--- Material for this exercise ---

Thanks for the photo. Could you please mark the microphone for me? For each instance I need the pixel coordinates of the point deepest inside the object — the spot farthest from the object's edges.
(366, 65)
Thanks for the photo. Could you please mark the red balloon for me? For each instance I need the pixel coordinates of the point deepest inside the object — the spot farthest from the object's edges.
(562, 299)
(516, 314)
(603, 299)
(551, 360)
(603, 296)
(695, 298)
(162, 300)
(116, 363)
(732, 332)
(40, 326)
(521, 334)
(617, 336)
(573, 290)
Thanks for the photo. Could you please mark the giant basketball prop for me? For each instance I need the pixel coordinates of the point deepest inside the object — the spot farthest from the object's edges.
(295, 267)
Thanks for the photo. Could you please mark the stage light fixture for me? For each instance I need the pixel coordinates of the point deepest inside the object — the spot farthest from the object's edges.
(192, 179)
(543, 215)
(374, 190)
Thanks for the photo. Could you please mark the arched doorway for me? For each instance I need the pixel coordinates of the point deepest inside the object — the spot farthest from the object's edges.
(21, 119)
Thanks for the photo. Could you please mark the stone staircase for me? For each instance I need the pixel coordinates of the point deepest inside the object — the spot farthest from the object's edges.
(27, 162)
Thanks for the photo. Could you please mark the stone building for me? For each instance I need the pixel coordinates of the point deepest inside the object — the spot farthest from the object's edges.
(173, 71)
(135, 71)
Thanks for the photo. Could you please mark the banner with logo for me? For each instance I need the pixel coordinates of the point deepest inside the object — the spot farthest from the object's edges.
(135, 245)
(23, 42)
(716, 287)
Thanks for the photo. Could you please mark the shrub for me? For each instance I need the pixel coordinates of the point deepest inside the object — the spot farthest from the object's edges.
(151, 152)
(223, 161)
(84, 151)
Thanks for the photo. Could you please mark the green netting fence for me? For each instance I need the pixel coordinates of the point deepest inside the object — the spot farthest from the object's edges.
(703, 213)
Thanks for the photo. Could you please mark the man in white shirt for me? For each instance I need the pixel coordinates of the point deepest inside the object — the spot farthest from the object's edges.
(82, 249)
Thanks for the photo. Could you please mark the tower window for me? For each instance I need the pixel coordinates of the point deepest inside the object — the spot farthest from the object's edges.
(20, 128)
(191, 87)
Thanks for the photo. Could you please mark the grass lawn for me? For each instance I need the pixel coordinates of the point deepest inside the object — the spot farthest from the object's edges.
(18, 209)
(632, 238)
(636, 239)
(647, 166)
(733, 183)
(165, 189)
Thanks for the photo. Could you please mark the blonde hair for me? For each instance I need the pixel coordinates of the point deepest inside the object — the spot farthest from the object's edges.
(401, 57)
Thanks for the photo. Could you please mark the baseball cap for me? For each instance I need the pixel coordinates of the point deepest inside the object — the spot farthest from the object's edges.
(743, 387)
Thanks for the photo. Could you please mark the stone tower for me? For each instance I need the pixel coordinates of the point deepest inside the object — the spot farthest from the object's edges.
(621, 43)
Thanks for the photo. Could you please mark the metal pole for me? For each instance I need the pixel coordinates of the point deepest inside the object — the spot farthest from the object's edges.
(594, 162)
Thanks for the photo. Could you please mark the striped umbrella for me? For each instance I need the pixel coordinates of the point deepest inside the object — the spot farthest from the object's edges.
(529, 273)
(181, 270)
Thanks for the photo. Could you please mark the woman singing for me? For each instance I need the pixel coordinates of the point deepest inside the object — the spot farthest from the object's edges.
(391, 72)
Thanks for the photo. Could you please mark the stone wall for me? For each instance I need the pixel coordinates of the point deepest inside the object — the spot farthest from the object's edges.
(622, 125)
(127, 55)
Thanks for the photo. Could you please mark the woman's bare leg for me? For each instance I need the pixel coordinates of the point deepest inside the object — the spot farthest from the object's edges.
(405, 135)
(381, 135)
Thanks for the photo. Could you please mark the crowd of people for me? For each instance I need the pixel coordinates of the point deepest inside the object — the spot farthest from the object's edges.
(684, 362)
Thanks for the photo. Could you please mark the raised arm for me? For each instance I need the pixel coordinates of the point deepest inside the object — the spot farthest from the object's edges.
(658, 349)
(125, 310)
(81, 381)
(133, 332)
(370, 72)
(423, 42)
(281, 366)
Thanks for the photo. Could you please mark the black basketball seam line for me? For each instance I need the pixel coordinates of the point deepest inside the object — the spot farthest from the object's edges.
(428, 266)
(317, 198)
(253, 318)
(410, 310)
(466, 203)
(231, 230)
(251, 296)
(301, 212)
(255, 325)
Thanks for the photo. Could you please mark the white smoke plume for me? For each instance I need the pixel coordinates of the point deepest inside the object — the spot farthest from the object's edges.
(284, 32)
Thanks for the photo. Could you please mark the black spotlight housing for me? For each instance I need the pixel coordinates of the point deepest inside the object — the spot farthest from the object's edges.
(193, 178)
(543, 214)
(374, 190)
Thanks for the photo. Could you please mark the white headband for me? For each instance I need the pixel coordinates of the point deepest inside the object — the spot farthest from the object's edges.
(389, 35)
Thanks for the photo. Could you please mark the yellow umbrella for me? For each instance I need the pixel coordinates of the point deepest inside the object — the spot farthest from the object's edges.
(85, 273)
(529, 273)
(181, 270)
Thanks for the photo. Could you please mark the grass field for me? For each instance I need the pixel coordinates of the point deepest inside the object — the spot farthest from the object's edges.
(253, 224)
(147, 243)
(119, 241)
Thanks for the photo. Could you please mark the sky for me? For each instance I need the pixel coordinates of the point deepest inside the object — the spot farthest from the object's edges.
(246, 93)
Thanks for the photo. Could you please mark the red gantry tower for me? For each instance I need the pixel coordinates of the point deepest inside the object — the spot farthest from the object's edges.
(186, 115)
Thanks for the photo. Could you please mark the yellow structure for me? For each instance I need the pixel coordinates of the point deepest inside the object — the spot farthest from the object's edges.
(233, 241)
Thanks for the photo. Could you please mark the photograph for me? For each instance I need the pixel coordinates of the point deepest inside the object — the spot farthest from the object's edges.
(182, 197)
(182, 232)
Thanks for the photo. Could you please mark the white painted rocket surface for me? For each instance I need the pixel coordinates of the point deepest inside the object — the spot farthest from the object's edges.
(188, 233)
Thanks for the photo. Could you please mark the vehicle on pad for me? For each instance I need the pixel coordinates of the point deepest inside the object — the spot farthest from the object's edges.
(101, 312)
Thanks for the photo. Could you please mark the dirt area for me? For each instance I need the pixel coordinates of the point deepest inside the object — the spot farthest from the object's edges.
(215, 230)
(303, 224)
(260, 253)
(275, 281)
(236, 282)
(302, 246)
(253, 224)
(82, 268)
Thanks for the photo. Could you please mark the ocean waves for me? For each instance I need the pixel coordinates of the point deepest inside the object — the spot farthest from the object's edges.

---

Repeat, word for word, all the lines above.

Thanks for the photo. Could you please mark the microphone for me? For each instance I need the pixel coordinates of the point deepest inside the object — the spot farthest from the object's edges.
(366, 65)
Thanks for the photo. Could you please mark the red balloon for me? For each instance I need the pixel coordinates of the point deepest inside the object — the spot farthest from the object's edges.
(562, 299)
(516, 314)
(603, 299)
(551, 360)
(603, 296)
(695, 298)
(162, 300)
(116, 363)
(732, 332)
(40, 326)
(521, 334)
(617, 336)
(573, 290)
Thanks for the photo. Could you please mark the giant basketball prop for me? For each instance I need the pixel coordinates of the point deepest inside the object — the spot farthest from the object's edges.
(295, 267)
Thanks for the photo. Could you please mark the stage light fixture for me? For each instance I need the pixel coordinates of the point deepest inside the object — the spot farthest from the object's edges.
(192, 179)
(543, 215)
(374, 190)
Thanks for the photo. Could you please mark the arched doorway for me? For each instance I need the pixel coordinates of the point deepest inside the object — the spot farthest from the object's edges.
(21, 119)
Thanks for the photo. Could you please mark the stone staircase for me? For each instance I need the pixel coordinates of the point deepest inside the object — the spot farthest from the object's edges.
(27, 162)
Thanks for the photo. Could you please mark the stone building for me? For each instance I need the pixel coordinates of the point deepest inside the object — the spot farthest from the object's edges.
(173, 71)
(135, 71)
Thanks for the photo. Could you please mark the banner with logo for me? For each instance I need the pixel coordinates of the point deepest inside the object — the spot farthest from the object's edges.
(135, 245)
(23, 42)
(716, 287)
Thanks for the photo. Could you please mark the shrub for me? For each instance I need the pixel coordinates of the point deepest inside the object — the spot farthest from the object's edges.
(151, 152)
(223, 161)
(84, 151)
Thanks for the photo. Could you please mark the green netting fence for me? For each instance I need the pixel coordinates of the point deepest inside the object — the spot farthest from the object's edges.
(703, 213)
Thanks for the photo. Could you please mark the man in white shirt for me? For each instance I need the pixel coordinates of the point deepest inside the object — the spot farthest from the object's edges.
(82, 249)
Thanks for the photo. Could you please mark the tower window for me? For each instance I need the pixel coordinates of the point deepest inside the object — the spot farthest from the object's edges.
(20, 128)
(191, 87)
Thanks for the photo. Could you please mark the grass lawn for me? For each instance I need the pixel coordinates of the point deepest inside the object — the spot farthest from the object's edges.
(18, 209)
(632, 238)
(636, 239)
(647, 166)
(733, 183)
(165, 189)
Thanks for the photo. Could you please mark the blonde hair for me? For each instance I need the pixel coordinates of the point deepest inside the object — the spot farthest from the object's edges.
(401, 57)
Thanks for the photo. Could you please mark the baseball cap for me? For each instance I need the pixel coordinates of the point deepest inside the object — the spot farthest from the object's edges.
(743, 387)
Thanks for the photo. Could you please mark the stone tower for me? For each instance I need the pixel coordinates of the point deepest inside the object — the spot farthest from the object's edges.
(621, 43)
Thanks for the photo. Could you please mark the metal pole for me? For each instance I need the pixel coordinates of the point deepest inside the object — the spot farthest from the object's edges.
(594, 162)
Thanks for the photo. Could you please mark the striped umbrella for me? For each instance I need the pixel coordinates of the point deepest inside the object — the spot farthest from the object's edges.
(529, 273)
(181, 270)
Thanks for the photo. Could you please mark the woman singing for me? For each instance I need the pixel coordinates of the point deepest inside the object — the spot farthest from the object's edges.
(391, 72)
Thanks for the photo. Could you please mark the stone wall for me? For each instance I need the pixel coordinates of the point deepest inside the object — the spot farthest from the object's edges.
(622, 125)
(127, 55)
Thanks for the photo. Could you please mark the woman's bare leg for me? For each instance I need the pixel coordinates of the point deepest inside the object — the spot farthest from the object's edges.
(405, 135)
(381, 135)
Thanks for the photo. Could you please mark the crowd of people for me? For each instance I need the pixel coordinates of the point deepest inside the object — the spot farthest from the object's edges.
(684, 362)
Thanks for the photo. Could you please mark the raised arm for me? For each instance I need the pixel coordinates of the point deepest inside the object — the spot farthest from the object's edges.
(658, 349)
(125, 310)
(81, 381)
(133, 332)
(370, 72)
(423, 42)
(281, 366)
Thanks for the photo. Could you please mark the black basketball seam line for me? For each instance I need the pixel coordinates of the point deepest inside the object — the spot farthest from the object's edges.
(428, 266)
(317, 198)
(253, 318)
(410, 310)
(466, 203)
(231, 230)
(251, 296)
(301, 212)
(255, 325)
Thanks for the photo. Could you please mark the white smoke plume for me? For each instance I need the pixel coordinates of the point deepest inside the object — the spot farthest from the object's edges.
(284, 32)
Thanks for the photo. Could you please mark the black spotlight housing for me? For each instance I need the pixel coordinates of the point deepest inside the object — the spot farthest from the object's edges.
(193, 178)
(543, 214)
(374, 190)
Thanks for the photo. Could you please mark the white headband for me? For each instance I need the pixel coordinates of the point deepest inside the object — the spot farthest from the object's edges.
(389, 35)
Thanks for the photo. Could you please mark the yellow umbrella for me? For each instance I need the pixel coordinates of the point deepest inside the object — the spot farthest from the object's edges.
(85, 273)
(529, 273)
(181, 270)
Thanks for the photo. Could you please mark the grass field for me? For each instance I need the pixel coordinates of the point deepest inside the object — the spot farthest from the object's edges.
(253, 224)
(147, 243)
(119, 241)
Thanks for the photo. Could you please mark the sky for me? For each instance I need the pixel coordinates of the point deepest inside the object — the spot farthest from the object's edges.
(246, 93)
Thanks for the photo. Could you please mark the red gantry tower for me? For each instance I need the pixel coordinates of the point deepest inside the object — the spot farthest from the object's edges.
(186, 115)
Thanks for the photo. Could you please mark the yellow structure for me? For each instance I need the pixel coordinates of the point deepest inside the object — the spot farthest from the object's edges.
(233, 241)
Thanks for the photo. Could you please mark the photograph for me? For each instance I need the pixel coordinates of the point deepest inside the object — the spot farthest from the object's edges.
(182, 197)
(182, 232)
Thanks for the photo. Could you please mark the white painted rocket surface for me? For each instance I need the pixel coordinates of the point deepest inside the object — the spot farthest from the object's edges.
(188, 233)
Thanks for the photo. Could you please mark the vehicle on pad for me? For each instance I need the pixel coordinates of the point deepest inside the object — the spot farthest from the object's edges.
(101, 312)
Thanks for the photo. Could you please mark the dirt area for me? For each instance I need the pixel coordinates of the point deepest inside the object — the spot farthest from the object's edges.
(215, 230)
(303, 224)
(260, 253)
(275, 281)
(236, 282)
(302, 246)
(253, 224)
(82, 268)
Thanks for the photo. Could you please mark the ocean waves for me? For each instance I need the pixel coordinates of the point deepest inside the object — the spot farthest from the object's edges.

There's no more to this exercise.